* _What you need to do_
Please put the lines below into a Markdown table with the columns Row and Line. Number each row, skip blank lines, and leave out the pictures.
· · · ·
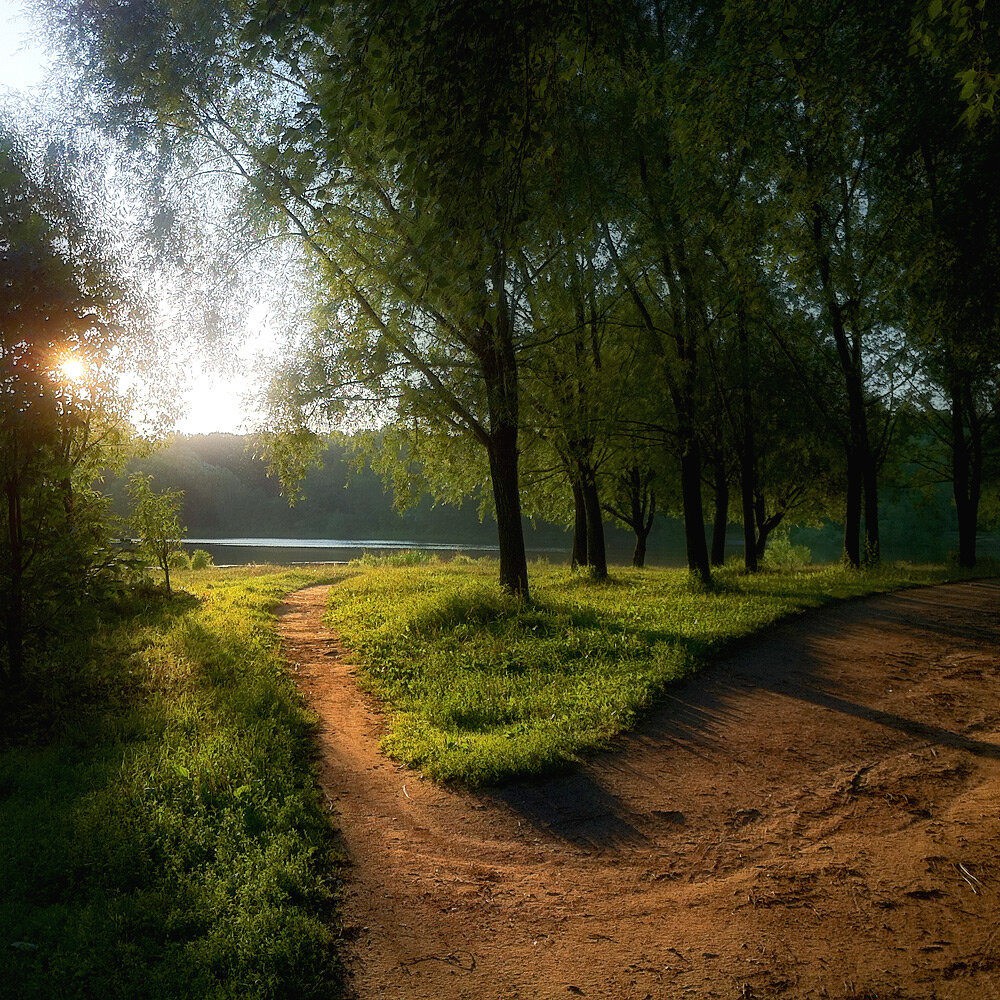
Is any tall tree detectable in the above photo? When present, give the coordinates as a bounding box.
[50,0,588,594]
[0,128,134,683]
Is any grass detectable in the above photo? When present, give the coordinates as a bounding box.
[0,569,350,1000]
[0,554,984,1000]
[327,560,968,786]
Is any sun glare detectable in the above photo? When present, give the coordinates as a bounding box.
[59,358,87,382]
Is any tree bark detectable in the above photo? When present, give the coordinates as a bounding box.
[712,461,729,566]
[4,479,24,687]
[580,468,608,580]
[488,427,528,597]
[570,481,588,569]
[844,445,862,569]
[478,253,528,598]
[737,303,757,573]
[681,433,712,584]
[950,373,982,569]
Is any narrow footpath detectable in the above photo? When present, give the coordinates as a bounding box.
[281,581,1000,1000]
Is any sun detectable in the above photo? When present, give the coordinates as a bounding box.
[59,358,87,382]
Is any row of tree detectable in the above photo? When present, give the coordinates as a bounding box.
[43,0,1000,594]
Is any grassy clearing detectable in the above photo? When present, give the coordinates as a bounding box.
[0,568,350,1000]
[327,560,960,785]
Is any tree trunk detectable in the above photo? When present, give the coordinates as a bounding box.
[681,432,712,584]
[813,205,879,567]
[712,461,729,566]
[737,303,757,573]
[580,468,608,580]
[950,374,982,569]
[844,445,862,569]
[570,481,588,569]
[488,427,528,597]
[632,495,656,569]
[4,479,24,687]
[478,253,528,598]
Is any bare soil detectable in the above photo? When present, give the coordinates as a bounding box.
[282,581,1000,1000]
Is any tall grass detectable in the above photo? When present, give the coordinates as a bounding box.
[327,562,960,785]
[0,569,350,1000]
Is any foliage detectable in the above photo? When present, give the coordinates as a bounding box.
[327,562,956,785]
[0,124,137,683]
[0,569,341,1000]
[764,530,812,570]
[128,473,187,594]
[191,549,214,569]
[350,549,440,566]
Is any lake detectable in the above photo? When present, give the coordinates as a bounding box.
[184,538,569,566]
· · · ·
* _Exercise response_
| Row | Line |
|---|---|
| 1 | Is any tall tree detectable in the above photo? When present, give the coordinates as a bounding box. |
| 2 | [50,0,588,594] |
| 3 | [0,128,134,683] |
| 4 | Is any grass detectable in the above photo? When present, give the coordinates as a bounding box. |
| 5 | [0,569,350,1000] |
| 6 | [0,554,984,1000] |
| 7 | [327,560,968,786] |
| 8 | Is any sun glare detectable in the above photo? When present, give the coordinates as a bounding box. |
| 9 | [59,358,87,382] |
| 10 | Is any tree bark detectable in the above photo? When present, give the coordinates as a bounding box. |
| 11 | [712,461,729,566] |
| 12 | [4,479,24,687] |
| 13 | [580,468,608,580] |
| 14 | [488,427,528,597] |
| 15 | [570,481,588,569] |
| 16 | [844,445,862,569] |
| 17 | [478,253,528,598] |
| 18 | [737,303,757,573] |
| 19 | [681,433,712,584] |
| 20 | [950,373,982,569] |
| 21 | Is any narrow footpath detectable in the above photo? When present, give the coordinates as a bounding box. |
| 22 | [281,581,1000,1000] |
| 23 | Is any sun detectable in the above photo? When present, give the coordinates as a bounding box. |
| 24 | [59,358,87,382] |
| 25 | Is any row of tree detectable in the above photo? When present, give the coordinates as a bounding box. |
| 26 | [43,0,1000,594] |
| 27 | Is any grassy clearing detectable in the above photo? When present, give the coordinates as a bounding box. |
| 28 | [0,568,350,1000] |
| 29 | [327,560,960,785] |
| 30 | Is any tree trunk detectable in the above photo? When present, give the coordinates as a bounding box. |
| 31 | [681,432,712,584] |
| 32 | [813,205,879,567] |
| 33 | [712,461,729,566] |
| 34 | [737,303,757,573] |
| 35 | [580,468,608,580] |
| 36 | [950,374,982,569] |
| 37 | [844,445,862,569] |
| 38 | [570,481,588,569] |
| 39 | [488,427,528,597] |
| 40 | [632,495,656,569] |
| 41 | [4,479,24,687] |
| 42 | [478,253,528,598] |
| 43 | Is any bare soil detectable in the above photo? When present, give the coordinates as a bounding box. |
| 44 | [282,581,1000,1000] |
| 45 | Is any tall grass detectable in the above photo? When present, give the coordinates as a bounding box. |
| 46 | [327,562,960,785] |
| 47 | [0,569,350,1000] |
| 48 | Is any foliage detectable in the above photo? When present, give the coordinates as a bounding box. |
| 49 | [327,562,956,785] |
| 50 | [0,124,137,683] |
| 51 | [0,569,341,1000] |
| 52 | [764,530,812,570] |
| 53 | [128,473,187,594] |
| 54 | [191,549,214,569] |
| 55 | [350,549,440,566] |
| 56 | Is any lake detectable in the above photo? When present, give the coordinates as a bounding box. |
| 57 | [184,538,569,566] |